» **Goal**
Pick out and copy every line of the material below that contains the word "concrete". Case matters.

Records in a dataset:
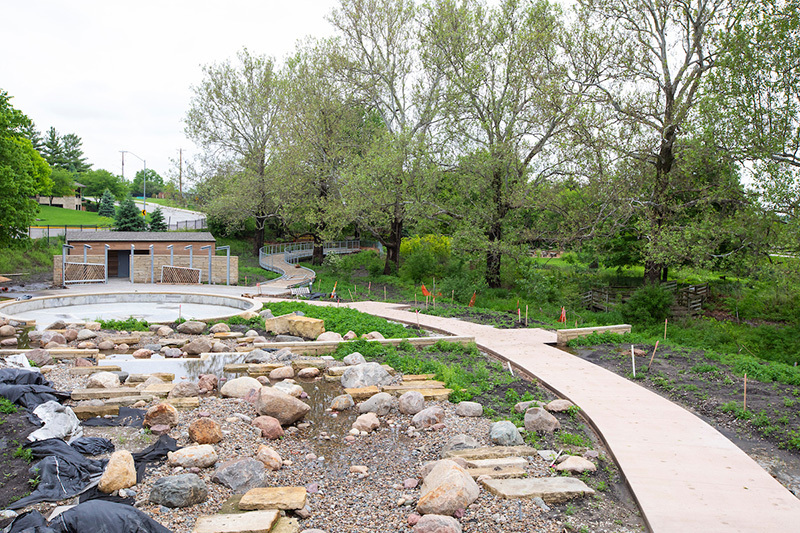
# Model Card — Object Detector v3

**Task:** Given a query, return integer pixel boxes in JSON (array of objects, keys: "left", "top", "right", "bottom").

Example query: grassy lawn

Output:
[{"left": 36, "top": 205, "right": 114, "bottom": 226}]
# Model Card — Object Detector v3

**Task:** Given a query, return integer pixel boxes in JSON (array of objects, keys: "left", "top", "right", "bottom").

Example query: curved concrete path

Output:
[{"left": 278, "top": 302, "right": 800, "bottom": 533}]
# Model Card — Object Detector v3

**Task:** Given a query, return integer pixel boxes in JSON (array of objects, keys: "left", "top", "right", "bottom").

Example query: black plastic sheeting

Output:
[
  {"left": 0, "top": 368, "right": 69, "bottom": 411},
  {"left": 9, "top": 500, "right": 172, "bottom": 533},
  {"left": 9, "top": 439, "right": 108, "bottom": 509},
  {"left": 82, "top": 407, "right": 144, "bottom": 428},
  {"left": 69, "top": 437, "right": 114, "bottom": 455}
]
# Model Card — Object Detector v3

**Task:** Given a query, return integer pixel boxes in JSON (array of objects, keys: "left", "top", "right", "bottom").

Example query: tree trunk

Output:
[
  {"left": 383, "top": 219, "right": 403, "bottom": 276},
  {"left": 486, "top": 222, "right": 503, "bottom": 289}
]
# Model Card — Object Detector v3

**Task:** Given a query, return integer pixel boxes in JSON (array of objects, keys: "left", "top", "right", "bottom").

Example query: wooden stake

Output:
[
  {"left": 744, "top": 372, "right": 747, "bottom": 411},
  {"left": 647, "top": 341, "right": 658, "bottom": 372}
]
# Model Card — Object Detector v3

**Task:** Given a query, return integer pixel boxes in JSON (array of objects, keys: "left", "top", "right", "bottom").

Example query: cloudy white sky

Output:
[{"left": 0, "top": 0, "right": 336, "bottom": 179}]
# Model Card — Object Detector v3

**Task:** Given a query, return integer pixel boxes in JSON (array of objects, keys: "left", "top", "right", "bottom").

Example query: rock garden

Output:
[{"left": 0, "top": 311, "right": 644, "bottom": 533}]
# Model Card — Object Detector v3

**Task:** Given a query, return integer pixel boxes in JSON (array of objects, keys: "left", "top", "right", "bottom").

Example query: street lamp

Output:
[{"left": 120, "top": 150, "right": 147, "bottom": 216}]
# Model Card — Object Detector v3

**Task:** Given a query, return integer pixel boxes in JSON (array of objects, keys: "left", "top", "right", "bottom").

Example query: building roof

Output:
[{"left": 67, "top": 231, "right": 217, "bottom": 242}]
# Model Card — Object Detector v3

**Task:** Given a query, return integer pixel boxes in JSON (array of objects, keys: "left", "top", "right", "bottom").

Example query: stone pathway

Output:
[{"left": 272, "top": 302, "right": 800, "bottom": 533}]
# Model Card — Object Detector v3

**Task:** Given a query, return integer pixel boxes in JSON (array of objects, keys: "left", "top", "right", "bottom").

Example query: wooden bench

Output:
[{"left": 289, "top": 287, "right": 311, "bottom": 298}]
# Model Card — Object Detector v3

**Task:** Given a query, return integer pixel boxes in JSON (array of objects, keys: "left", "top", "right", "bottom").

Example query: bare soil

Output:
[{"left": 570, "top": 345, "right": 800, "bottom": 497}]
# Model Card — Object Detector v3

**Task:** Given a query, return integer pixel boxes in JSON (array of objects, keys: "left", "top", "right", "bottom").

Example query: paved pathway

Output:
[{"left": 266, "top": 302, "right": 800, "bottom": 533}]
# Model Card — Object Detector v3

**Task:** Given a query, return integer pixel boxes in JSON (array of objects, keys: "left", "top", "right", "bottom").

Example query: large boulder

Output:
[
  {"left": 183, "top": 337, "right": 214, "bottom": 355},
  {"left": 211, "top": 457, "right": 268, "bottom": 494},
  {"left": 150, "top": 474, "right": 208, "bottom": 508},
  {"left": 167, "top": 444, "right": 217, "bottom": 468},
  {"left": 143, "top": 403, "right": 178, "bottom": 428},
  {"left": 86, "top": 372, "right": 120, "bottom": 389},
  {"left": 417, "top": 459, "right": 480, "bottom": 516},
  {"left": 411, "top": 405, "right": 444, "bottom": 429},
  {"left": 342, "top": 352, "right": 367, "bottom": 366},
  {"left": 358, "top": 392, "right": 397, "bottom": 416},
  {"left": 167, "top": 381, "right": 200, "bottom": 398},
  {"left": 255, "top": 387, "right": 311, "bottom": 426},
  {"left": 219, "top": 376, "right": 262, "bottom": 398},
  {"left": 341, "top": 363, "right": 392, "bottom": 389},
  {"left": 189, "top": 418, "right": 222, "bottom": 444},
  {"left": 178, "top": 320, "right": 206, "bottom": 335},
  {"left": 397, "top": 391, "right": 425, "bottom": 415},
  {"left": 97, "top": 450, "right": 136, "bottom": 494},
  {"left": 253, "top": 416, "right": 283, "bottom": 440},
  {"left": 489, "top": 420, "right": 525, "bottom": 446},
  {"left": 525, "top": 407, "right": 561, "bottom": 433}
]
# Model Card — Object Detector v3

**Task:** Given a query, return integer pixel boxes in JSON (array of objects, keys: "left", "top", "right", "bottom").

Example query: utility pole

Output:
[{"left": 178, "top": 148, "right": 183, "bottom": 205}]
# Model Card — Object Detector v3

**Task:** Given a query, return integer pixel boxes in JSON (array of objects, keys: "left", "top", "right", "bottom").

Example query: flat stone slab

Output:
[
  {"left": 214, "top": 331, "right": 244, "bottom": 339},
  {"left": 382, "top": 385, "right": 453, "bottom": 400},
  {"left": 164, "top": 396, "right": 200, "bottom": 409},
  {"left": 467, "top": 466, "right": 527, "bottom": 479},
  {"left": 483, "top": 476, "right": 594, "bottom": 503},
  {"left": 71, "top": 387, "right": 142, "bottom": 401},
  {"left": 69, "top": 365, "right": 122, "bottom": 376},
  {"left": 125, "top": 374, "right": 175, "bottom": 383},
  {"left": 239, "top": 487, "right": 306, "bottom": 511},
  {"left": 465, "top": 456, "right": 528, "bottom": 468},
  {"left": 442, "top": 446, "right": 536, "bottom": 461},
  {"left": 344, "top": 385, "right": 380, "bottom": 401},
  {"left": 72, "top": 405, "right": 119, "bottom": 420},
  {"left": 192, "top": 509, "right": 280, "bottom": 533}
]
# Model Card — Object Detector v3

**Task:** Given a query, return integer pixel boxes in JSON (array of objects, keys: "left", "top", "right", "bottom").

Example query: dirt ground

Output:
[{"left": 570, "top": 345, "right": 800, "bottom": 497}]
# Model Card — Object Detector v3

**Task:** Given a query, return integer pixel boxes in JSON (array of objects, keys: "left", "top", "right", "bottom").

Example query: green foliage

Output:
[
  {"left": 114, "top": 197, "right": 147, "bottom": 231},
  {"left": 0, "top": 397, "right": 17, "bottom": 414},
  {"left": 98, "top": 317, "right": 150, "bottom": 331},
  {"left": 97, "top": 189, "right": 116, "bottom": 218},
  {"left": 0, "top": 90, "right": 53, "bottom": 247},
  {"left": 400, "top": 234, "right": 451, "bottom": 283},
  {"left": 149, "top": 207, "right": 168, "bottom": 231},
  {"left": 269, "top": 300, "right": 418, "bottom": 336},
  {"left": 622, "top": 284, "right": 674, "bottom": 324}
]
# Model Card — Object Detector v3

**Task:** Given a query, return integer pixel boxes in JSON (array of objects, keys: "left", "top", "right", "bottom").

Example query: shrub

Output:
[{"left": 621, "top": 284, "right": 674, "bottom": 324}]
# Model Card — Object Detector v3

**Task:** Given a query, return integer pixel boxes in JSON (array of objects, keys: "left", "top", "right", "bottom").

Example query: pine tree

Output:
[
  {"left": 114, "top": 196, "right": 147, "bottom": 231},
  {"left": 150, "top": 207, "right": 168, "bottom": 231},
  {"left": 97, "top": 189, "right": 116, "bottom": 218}
]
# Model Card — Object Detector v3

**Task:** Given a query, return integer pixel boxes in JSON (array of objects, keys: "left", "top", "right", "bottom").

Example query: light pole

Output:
[{"left": 120, "top": 150, "right": 147, "bottom": 216}]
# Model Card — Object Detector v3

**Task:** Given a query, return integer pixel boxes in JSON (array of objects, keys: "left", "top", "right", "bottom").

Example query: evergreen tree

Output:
[
  {"left": 150, "top": 207, "right": 168, "bottom": 231},
  {"left": 97, "top": 189, "right": 116, "bottom": 218},
  {"left": 114, "top": 197, "right": 147, "bottom": 231}
]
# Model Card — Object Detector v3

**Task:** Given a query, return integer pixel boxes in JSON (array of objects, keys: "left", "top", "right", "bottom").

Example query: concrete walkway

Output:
[{"left": 276, "top": 302, "right": 800, "bottom": 533}]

» **Correct result**
Example query: curved concrete path
Example query: concrete walkway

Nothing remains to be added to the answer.